## TASK DETAILS
Locate each line in the items below that holds the word "cloud" and copy those lines out. Case counts.

## DATA SECTION
※
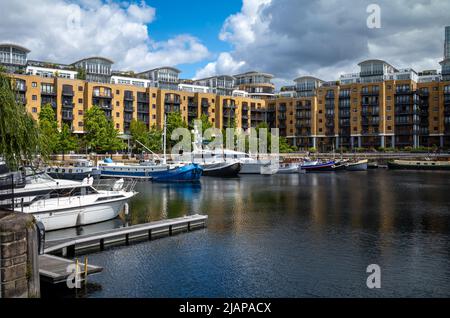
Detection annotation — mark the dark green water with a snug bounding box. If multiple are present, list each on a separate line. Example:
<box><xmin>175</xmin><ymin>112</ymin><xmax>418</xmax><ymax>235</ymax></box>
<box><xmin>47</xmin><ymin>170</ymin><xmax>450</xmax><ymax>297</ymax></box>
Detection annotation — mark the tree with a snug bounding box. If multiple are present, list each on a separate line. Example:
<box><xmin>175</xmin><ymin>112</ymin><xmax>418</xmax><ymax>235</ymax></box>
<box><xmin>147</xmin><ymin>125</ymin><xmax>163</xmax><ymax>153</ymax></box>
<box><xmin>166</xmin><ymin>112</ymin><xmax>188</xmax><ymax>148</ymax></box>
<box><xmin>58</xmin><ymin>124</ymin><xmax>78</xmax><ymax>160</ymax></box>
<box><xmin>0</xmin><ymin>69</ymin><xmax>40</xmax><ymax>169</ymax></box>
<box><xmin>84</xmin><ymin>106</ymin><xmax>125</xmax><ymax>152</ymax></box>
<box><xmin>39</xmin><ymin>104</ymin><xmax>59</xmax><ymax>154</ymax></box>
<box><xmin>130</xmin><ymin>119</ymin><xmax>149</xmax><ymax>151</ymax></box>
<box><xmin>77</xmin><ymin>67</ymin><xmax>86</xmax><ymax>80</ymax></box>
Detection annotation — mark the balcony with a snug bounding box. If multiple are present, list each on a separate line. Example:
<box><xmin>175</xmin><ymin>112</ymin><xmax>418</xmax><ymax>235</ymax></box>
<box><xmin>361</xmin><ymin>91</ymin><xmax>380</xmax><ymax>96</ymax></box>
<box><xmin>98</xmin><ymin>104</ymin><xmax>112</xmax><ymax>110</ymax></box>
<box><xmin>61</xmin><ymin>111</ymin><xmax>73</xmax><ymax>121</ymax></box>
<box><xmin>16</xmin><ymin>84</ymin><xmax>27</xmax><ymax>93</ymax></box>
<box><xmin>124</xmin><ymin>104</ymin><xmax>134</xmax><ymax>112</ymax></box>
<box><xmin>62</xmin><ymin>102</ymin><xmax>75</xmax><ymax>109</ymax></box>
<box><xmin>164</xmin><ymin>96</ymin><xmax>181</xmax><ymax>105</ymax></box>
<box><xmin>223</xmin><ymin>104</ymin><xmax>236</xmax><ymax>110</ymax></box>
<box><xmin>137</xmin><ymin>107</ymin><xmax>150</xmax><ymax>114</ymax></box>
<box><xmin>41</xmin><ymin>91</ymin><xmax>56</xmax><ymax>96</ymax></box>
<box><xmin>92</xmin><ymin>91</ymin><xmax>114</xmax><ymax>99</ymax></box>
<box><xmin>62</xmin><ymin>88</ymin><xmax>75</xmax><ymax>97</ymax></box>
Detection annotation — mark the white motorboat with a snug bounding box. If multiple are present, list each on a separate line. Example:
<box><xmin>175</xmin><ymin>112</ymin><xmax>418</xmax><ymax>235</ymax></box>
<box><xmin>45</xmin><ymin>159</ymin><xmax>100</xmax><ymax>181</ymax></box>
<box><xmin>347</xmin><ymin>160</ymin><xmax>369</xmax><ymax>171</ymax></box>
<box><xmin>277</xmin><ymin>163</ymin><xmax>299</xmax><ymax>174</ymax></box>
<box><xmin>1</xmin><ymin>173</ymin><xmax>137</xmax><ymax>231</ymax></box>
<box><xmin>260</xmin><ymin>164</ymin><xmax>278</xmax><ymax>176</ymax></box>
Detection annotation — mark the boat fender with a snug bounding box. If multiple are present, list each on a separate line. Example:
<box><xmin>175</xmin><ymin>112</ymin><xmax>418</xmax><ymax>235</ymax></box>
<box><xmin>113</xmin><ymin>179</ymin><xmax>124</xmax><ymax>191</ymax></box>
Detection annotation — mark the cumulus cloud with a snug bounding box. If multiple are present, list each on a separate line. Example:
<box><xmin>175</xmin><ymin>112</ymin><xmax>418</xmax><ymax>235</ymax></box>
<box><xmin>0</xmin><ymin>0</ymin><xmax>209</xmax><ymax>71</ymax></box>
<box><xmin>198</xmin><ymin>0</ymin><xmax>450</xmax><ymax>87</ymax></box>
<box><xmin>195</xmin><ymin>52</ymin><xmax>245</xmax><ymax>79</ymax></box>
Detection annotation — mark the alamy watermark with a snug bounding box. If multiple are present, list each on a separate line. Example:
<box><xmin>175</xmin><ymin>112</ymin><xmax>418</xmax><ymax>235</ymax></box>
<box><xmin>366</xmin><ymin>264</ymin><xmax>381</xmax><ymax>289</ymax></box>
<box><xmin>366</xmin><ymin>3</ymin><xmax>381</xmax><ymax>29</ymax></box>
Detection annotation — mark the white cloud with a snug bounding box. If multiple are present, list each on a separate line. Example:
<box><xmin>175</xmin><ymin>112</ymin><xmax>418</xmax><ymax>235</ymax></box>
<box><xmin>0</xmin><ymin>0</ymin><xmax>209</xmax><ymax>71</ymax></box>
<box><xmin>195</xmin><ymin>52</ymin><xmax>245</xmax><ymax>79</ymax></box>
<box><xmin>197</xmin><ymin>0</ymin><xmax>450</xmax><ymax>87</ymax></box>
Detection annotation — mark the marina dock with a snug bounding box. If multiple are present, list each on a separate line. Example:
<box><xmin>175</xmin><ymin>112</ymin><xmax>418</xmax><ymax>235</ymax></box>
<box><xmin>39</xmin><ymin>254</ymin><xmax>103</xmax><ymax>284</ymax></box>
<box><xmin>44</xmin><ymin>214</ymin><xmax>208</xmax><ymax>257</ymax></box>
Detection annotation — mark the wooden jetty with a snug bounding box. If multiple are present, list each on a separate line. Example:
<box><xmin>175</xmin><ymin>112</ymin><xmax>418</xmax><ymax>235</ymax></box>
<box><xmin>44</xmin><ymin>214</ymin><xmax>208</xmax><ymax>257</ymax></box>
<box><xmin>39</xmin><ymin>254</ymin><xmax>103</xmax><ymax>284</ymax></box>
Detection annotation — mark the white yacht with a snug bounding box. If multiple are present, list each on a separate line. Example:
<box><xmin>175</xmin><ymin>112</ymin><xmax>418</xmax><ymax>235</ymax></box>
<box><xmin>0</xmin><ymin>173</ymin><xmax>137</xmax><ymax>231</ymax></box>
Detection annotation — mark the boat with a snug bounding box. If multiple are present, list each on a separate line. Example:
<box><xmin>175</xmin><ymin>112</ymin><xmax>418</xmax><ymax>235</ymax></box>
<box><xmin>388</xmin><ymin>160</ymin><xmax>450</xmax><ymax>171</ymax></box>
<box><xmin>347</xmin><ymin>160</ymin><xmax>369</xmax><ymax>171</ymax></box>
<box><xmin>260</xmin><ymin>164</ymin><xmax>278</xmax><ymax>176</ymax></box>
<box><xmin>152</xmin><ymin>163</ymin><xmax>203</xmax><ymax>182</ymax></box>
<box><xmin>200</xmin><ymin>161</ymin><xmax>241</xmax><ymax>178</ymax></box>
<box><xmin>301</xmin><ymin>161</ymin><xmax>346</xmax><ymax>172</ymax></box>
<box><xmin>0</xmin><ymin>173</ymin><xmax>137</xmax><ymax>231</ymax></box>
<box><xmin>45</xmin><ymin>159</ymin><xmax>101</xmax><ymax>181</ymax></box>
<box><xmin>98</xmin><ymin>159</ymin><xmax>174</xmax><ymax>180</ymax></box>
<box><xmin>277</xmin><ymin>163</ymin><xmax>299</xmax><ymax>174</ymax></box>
※
## FINAL RESULT
Detection annotation — mark the cumulus cloud with a snug bounding box. If multiple are present, list each on a separate line. Example:
Detection annotation — mark the white cloud with a snug bounding box. If multiple are present, list each on a separate line. Example:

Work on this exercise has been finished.